# Problem requirements
Copy exactly the run of lines that begins at the line with "Where can the yellow" and ends at the final line of the entries.

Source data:
============
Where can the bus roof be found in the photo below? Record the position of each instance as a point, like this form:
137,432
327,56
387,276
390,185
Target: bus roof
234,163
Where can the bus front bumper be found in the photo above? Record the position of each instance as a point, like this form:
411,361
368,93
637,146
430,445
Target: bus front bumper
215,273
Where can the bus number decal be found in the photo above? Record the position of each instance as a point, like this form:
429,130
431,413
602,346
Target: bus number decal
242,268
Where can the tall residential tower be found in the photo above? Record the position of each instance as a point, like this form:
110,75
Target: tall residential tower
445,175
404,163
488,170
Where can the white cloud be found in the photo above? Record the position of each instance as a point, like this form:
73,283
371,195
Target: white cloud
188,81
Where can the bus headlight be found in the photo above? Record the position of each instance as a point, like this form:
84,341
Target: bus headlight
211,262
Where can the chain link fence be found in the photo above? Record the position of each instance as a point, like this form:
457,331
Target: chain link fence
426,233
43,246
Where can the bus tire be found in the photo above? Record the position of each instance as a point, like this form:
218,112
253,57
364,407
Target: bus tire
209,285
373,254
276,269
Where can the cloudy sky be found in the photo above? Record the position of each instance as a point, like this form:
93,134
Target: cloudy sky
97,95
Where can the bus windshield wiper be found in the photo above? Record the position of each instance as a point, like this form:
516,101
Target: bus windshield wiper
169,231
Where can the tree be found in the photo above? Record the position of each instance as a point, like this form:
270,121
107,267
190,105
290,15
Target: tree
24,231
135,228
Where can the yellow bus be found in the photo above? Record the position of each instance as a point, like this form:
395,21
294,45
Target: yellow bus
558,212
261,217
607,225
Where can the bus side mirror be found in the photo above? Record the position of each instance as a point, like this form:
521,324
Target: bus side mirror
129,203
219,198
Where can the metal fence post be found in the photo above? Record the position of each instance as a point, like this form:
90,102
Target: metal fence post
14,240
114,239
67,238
============
# Finished exercise
Where can the yellow bus be found in the photo above? Record the position of each instance as a point, like this form:
395,21
294,45
Target: yellow bus
558,212
261,217
607,225
Where can the bus side mirror be found in the photo above? Record the position of each instance as a point, like this form:
521,324
Target: bus side mirror
129,203
219,198
Where can the metal fence post be found in the photo above? Record the position of each instance as a point, like this form:
90,102
Target: metal fence post
14,240
114,239
67,238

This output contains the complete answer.